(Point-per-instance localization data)
Content starts

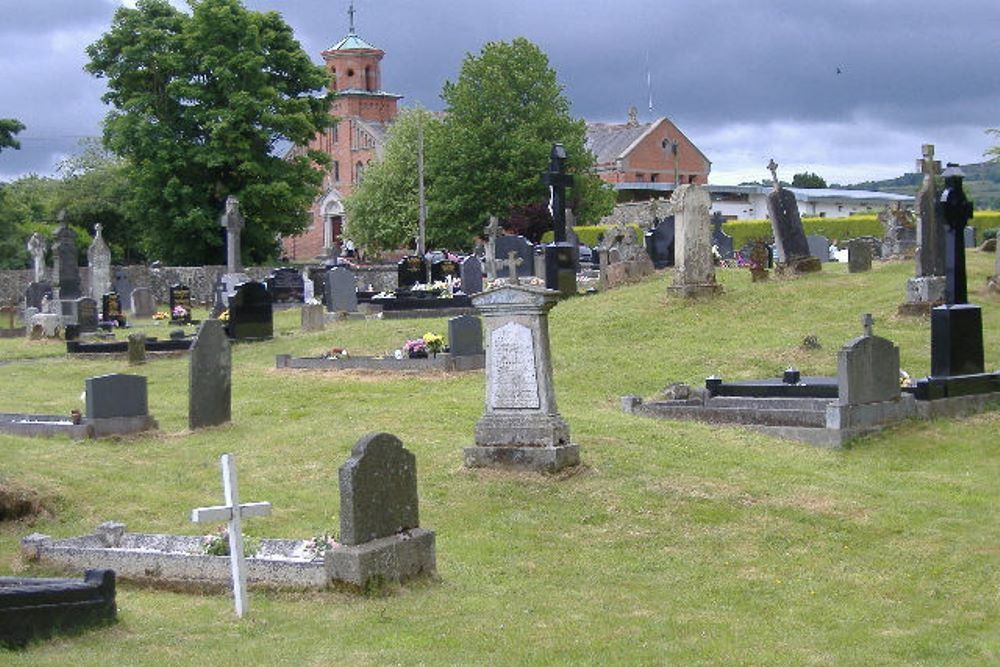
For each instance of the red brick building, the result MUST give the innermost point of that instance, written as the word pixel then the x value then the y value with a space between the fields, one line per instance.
pixel 364 111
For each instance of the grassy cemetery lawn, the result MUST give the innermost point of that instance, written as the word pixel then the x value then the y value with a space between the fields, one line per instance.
pixel 675 543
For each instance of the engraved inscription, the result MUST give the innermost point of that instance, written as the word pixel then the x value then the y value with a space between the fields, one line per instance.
pixel 514 384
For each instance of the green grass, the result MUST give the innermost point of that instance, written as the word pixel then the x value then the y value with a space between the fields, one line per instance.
pixel 677 543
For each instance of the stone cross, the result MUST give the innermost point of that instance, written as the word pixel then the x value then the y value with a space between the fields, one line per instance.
pixel 232 220
pixel 772 167
pixel 36 246
pixel 867 324
pixel 512 262
pixel 233 513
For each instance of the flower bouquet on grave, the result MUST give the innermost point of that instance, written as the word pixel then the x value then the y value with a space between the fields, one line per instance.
pixel 415 349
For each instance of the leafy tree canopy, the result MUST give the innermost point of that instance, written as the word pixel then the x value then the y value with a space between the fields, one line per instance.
pixel 807 179
pixel 8 128
pixel 200 103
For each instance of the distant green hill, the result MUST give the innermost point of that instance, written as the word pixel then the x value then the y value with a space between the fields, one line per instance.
pixel 982 184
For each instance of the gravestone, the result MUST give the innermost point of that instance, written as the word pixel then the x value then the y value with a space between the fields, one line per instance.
pixel 111 309
pixel 116 395
pixel 36 248
pixel 859 256
pixel 341 291
pixel 142 302
pixel 521 428
pixel 378 490
pixel 722 241
pixel 694 274
pixel 123 287
pixel 789 235
pixel 251 316
pixel 465 335
pixel 525 251
pixel 67 271
pixel 409 271
pixel 313 317
pixel 87 316
pixel 180 303
pixel 442 268
pixel 286 286
pixel 210 377
pixel 35 293
pixel 99 262
pixel 471 273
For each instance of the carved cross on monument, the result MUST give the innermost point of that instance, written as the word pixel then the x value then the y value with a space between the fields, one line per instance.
pixel 233 513
pixel 512 262
pixel 772 167
pixel 232 220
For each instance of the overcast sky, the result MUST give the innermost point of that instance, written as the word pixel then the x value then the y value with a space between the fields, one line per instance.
pixel 745 80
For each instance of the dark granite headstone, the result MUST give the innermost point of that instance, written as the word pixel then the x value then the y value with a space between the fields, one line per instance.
pixel 116 395
pixel 123 287
pixel 471 272
pixel 524 249
pixel 378 490
pixel 465 335
pixel 86 314
pixel 660 243
pixel 341 291
pixel 180 303
pixel 35 292
pixel 251 315
pixel 210 377
pixel 442 268
pixel 410 270
pixel 286 285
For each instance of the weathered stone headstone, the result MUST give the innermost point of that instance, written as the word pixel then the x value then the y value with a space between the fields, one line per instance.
pixel 87 316
pixel 142 302
pixel 378 490
pixel 859 256
pixel 471 272
pixel 313 317
pixel 341 291
pixel 789 235
pixel 251 315
pixel 67 269
pixel 210 377
pixel 521 427
pixel 465 335
pixel 99 262
pixel 116 395
pixel 694 274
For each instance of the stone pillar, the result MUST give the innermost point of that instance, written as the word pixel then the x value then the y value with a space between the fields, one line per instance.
pixel 521 428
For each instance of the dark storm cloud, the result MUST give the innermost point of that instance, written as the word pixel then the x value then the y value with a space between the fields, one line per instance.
pixel 743 79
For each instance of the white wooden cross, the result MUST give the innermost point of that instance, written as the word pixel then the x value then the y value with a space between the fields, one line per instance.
pixel 233 513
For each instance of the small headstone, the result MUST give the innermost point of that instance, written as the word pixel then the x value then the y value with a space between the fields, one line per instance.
pixel 471 272
pixel 378 490
pixel 341 291
pixel 251 315
pixel 116 395
pixel 465 335
pixel 859 256
pixel 210 377
pixel 86 314
pixel 142 302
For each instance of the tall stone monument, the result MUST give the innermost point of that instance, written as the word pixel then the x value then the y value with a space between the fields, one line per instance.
pixel 99 263
pixel 694 273
pixel 789 235
pixel 927 288
pixel 521 428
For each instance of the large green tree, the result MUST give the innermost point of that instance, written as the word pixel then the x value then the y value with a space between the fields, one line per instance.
pixel 200 103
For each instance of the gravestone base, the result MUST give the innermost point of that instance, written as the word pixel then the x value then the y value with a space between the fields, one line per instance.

Content ends

> Problem to solve
Copy out all the data exactly. No images belong in the copy.

> Solution to the exercise
For each instance of the red brick building, the result MUST give the innermost point of that instance, written as the word pixel then the x value then the y value with a space between the fields, one line per instance.
pixel 364 111
For each instance of the grassy cemetery lawn, the result MUST give the innermost point of that instance, written as the word pixel then the x value then the y value with a space between the fields, one line per instance.
pixel 675 543
For each instance of the engraved inscription, the result MUST give the innermost point of that instance, written as the word pixel then the x value then the y value with a space between the fields, one line per instance.
pixel 514 384
For each instance of the green grass, the result MUST give the innermost point of that instance, written as the word pixel then the x value then the y value with a space between the fields, one line per instance.
pixel 677 543
For each instance of the stone cross, the result MUST give the innermost point of that instance, written as the word pixel then the x value then the y value with a space between the fields, one line per instance.
pixel 232 220
pixel 772 167
pixel 36 246
pixel 867 324
pixel 512 262
pixel 233 513
For each instance of the flower bouquet on grave, the result MUST give the innermost point of that instance, written as the word pixel then the x value then the y value with a space between the fields, one line per instance.
pixel 415 349
For each instance of the leafy tree canopy, the result MUST give the innermost point of that instance, written as the word pixel then the x value then the y value with a space between the fields, one line per instance.
pixel 807 179
pixel 8 128
pixel 200 103
For each instance of the distant green hill, the result MUST give the innermost point of that instance, written as the word pixel then the x value then the y value with a space between the fields, one line per instance.
pixel 982 184
For each instance of the gravestone, the result MUST give the innermost point of that instance, written as the word pixel then the x value then the y value with a space between the fields, one line per instance.
pixel 111 309
pixel 116 395
pixel 36 248
pixel 859 256
pixel 341 291
pixel 142 302
pixel 521 428
pixel 378 490
pixel 722 241
pixel 694 274
pixel 123 287
pixel 789 235
pixel 251 316
pixel 465 335
pixel 525 251
pixel 67 271
pixel 409 271
pixel 313 317
pixel 87 316
pixel 180 303
pixel 442 268
pixel 286 286
pixel 210 377
pixel 35 293
pixel 99 262
pixel 471 273
For each instance of the carved cross on monument, the result MUST give the innermost point of that instance, written as the word pixel then the x value then the y value with a space between the fields, one line per instance.
pixel 233 513
pixel 512 262
pixel 772 167
pixel 232 220
For each instance of the overcast sky, the result MUST give the innermost point of that instance, written as the word pixel then the x value then the y value with a space between the fields, one line per instance.
pixel 745 80
For each instance of the dark granite headstone, the result MUST give the innermost point of that instance, written as the word pixel then the x value then the y value with a space between the fields, one line per instance.
pixel 116 395
pixel 123 287
pixel 471 272
pixel 524 249
pixel 378 490
pixel 465 335
pixel 86 314
pixel 660 243
pixel 341 291
pixel 180 303
pixel 35 292
pixel 251 315
pixel 210 377
pixel 442 268
pixel 410 270
pixel 286 285
For each instance of the weathered stone headstone, the result MUST give the innermost point of that instance, written as the word pixel then the x value then the y value with a space between the fields, one line per instance.
pixel 87 316
pixel 142 302
pixel 378 490
pixel 859 256
pixel 471 272
pixel 313 317
pixel 341 291
pixel 789 235
pixel 251 315
pixel 67 269
pixel 210 377
pixel 521 427
pixel 465 335
pixel 99 262
pixel 116 395
pixel 694 274
For each instance of the stone pillar, the result MUST give the innermost point of that instance, written as the word pixel then the x value then the y value with a space between the fields, one line per instance.
pixel 521 428
For each instance of the dark storm cloud, the result MUST give the innermost point of that instance, written as the word pixel then the x value then the y value with a space between the fields, one line per instance.
pixel 743 79
For each instance of the white wooden cross, the result MUST give the innermost point of that instance, written as the word pixel then the x value then the y value with a space between the fields, one line per instance.
pixel 233 513
For each instance of the small headstone, the result MUST give the innermost point of that instance, written as the word pixel then the x value then the y value with a space between the fields, one line per instance.
pixel 471 272
pixel 378 490
pixel 341 291
pixel 251 315
pixel 116 395
pixel 465 335
pixel 859 256
pixel 210 377
pixel 86 314
pixel 142 302
For each instance of the tall stone monument, the result MUST give the innermost point of that instance, written as the word pixel then the x value then the y value with a space between the fields, one line per instance.
pixel 99 263
pixel 694 273
pixel 789 235
pixel 927 288
pixel 521 428
For each instance of the large green tree, the result MUST give the innermost point of that instance, written as the word pixel then the x value then the y value with a space between the fields, one line per instance.
pixel 200 103
For each instance of the gravestone base, the result MUST give the innermost point of that instance, written as the word pixel then the x value then the y value with a space between the fields, one line per instance.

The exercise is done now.